* **Records shown**:
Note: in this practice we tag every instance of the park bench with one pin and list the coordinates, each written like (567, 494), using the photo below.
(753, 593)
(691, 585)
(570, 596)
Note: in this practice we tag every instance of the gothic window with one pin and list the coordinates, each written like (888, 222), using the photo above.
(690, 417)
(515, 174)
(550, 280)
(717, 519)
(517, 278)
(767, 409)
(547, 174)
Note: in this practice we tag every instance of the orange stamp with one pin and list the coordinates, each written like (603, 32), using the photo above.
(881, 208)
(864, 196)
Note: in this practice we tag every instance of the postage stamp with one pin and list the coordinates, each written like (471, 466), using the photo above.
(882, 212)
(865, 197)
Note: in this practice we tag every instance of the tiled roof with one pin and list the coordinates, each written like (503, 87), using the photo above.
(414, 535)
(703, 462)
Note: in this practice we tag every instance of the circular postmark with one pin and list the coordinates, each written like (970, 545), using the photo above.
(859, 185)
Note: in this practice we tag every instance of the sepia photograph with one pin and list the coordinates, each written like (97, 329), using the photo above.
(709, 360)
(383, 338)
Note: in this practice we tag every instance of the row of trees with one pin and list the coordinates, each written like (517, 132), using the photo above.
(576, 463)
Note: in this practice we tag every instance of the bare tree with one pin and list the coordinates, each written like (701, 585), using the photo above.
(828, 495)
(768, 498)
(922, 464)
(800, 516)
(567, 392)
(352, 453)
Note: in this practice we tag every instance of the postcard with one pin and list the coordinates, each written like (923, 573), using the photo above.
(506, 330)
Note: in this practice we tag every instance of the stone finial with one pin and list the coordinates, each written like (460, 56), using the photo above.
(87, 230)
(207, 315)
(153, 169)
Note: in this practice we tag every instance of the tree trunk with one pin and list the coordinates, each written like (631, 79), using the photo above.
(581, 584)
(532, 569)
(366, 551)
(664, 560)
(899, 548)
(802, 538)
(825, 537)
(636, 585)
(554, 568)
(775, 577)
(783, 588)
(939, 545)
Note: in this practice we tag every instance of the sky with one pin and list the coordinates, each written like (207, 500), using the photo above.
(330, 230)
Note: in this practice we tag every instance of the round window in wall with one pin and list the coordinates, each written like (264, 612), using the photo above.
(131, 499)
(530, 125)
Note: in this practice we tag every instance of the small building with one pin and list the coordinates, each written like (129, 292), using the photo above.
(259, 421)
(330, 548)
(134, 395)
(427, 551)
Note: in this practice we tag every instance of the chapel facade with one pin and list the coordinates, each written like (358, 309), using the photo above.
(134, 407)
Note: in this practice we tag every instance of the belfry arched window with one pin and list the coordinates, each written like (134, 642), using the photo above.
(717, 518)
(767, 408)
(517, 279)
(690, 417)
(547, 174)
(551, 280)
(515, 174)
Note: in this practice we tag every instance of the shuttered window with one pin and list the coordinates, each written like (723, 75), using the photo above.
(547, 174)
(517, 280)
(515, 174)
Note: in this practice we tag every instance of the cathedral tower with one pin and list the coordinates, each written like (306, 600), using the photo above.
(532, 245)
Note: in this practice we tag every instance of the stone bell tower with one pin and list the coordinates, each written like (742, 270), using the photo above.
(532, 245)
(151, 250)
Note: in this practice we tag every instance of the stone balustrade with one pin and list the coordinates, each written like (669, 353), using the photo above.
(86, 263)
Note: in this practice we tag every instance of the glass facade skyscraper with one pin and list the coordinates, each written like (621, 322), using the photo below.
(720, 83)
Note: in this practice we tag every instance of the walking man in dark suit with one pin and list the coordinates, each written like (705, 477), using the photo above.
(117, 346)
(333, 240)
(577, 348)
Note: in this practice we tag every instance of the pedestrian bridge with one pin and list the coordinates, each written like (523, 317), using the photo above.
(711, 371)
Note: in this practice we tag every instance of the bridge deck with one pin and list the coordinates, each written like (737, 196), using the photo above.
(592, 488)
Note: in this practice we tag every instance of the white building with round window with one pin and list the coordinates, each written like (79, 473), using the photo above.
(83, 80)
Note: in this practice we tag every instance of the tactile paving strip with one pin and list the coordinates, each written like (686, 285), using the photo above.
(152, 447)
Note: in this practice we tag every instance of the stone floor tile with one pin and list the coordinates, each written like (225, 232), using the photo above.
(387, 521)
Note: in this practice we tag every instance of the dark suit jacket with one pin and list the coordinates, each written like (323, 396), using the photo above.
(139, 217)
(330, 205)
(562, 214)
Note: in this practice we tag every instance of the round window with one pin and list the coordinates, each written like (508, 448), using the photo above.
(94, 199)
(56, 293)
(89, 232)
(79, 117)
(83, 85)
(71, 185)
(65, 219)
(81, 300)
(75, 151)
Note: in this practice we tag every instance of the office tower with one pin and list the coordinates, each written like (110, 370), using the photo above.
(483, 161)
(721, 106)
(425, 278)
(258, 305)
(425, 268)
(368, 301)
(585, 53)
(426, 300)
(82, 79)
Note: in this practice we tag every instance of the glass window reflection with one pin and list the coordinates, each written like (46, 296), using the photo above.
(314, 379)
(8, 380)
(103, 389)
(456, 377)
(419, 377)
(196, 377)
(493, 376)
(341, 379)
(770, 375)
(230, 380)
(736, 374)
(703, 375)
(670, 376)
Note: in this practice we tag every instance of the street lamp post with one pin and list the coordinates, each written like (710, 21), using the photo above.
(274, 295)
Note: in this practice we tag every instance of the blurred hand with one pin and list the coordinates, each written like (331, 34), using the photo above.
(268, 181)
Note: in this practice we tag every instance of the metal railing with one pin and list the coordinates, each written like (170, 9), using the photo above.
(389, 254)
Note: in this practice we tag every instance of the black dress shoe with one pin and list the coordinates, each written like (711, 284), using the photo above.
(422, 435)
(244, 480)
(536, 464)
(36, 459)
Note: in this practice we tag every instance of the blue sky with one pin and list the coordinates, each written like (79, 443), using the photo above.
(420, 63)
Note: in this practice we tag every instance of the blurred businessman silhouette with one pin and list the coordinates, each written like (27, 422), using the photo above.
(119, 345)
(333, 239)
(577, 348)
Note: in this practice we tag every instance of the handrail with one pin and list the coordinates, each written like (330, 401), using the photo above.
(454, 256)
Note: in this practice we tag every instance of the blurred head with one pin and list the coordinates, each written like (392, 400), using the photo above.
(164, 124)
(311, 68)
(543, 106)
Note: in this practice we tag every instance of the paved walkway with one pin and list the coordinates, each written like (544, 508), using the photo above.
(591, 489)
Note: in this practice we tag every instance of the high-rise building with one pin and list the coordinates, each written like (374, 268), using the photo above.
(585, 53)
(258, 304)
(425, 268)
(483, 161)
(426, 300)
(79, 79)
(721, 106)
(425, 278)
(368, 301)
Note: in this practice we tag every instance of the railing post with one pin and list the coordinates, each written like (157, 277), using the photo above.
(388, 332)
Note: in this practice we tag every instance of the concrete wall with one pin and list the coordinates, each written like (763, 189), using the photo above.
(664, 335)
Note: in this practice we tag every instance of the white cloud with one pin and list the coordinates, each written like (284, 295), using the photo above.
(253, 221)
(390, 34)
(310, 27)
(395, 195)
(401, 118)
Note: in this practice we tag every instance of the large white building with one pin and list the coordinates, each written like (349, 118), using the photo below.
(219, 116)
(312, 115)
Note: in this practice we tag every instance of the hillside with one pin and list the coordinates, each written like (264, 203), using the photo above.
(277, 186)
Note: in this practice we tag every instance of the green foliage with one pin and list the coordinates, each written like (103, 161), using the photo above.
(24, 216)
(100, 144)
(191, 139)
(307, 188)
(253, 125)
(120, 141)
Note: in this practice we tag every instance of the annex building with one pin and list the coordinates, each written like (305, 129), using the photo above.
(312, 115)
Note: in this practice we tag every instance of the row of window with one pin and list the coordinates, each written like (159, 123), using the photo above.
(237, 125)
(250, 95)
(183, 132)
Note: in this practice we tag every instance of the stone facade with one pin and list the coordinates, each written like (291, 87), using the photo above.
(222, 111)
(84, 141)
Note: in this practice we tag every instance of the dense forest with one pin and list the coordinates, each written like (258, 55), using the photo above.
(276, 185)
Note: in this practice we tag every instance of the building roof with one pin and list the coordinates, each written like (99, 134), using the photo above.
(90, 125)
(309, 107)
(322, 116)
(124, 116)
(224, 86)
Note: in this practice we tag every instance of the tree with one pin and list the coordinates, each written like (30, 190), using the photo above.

* **Exercise details**: Output exactly the lines between the one containing "(291, 87), using the photo above." and the final line above, both inclusive.

* **Correct response**:
Note: in this practice we tag every instance of the stone facade with one pin and list the coordinates, each written like (291, 87), using the photo above.
(222, 111)
(84, 141)
Note: in this practice we tag every instance of the dense forest with one pin and list the coordinates, each written like (258, 55), using the photo above.
(276, 185)
Note: in this practice we tag every instance of the building roof with one pin and list the coordinates, each written like (99, 134), using the photo above.
(90, 125)
(309, 107)
(322, 116)
(124, 116)
(224, 86)
Note: in this practice we tag every instance of the tree with one pin and list the coordinates, each written like (30, 190), using the photo above.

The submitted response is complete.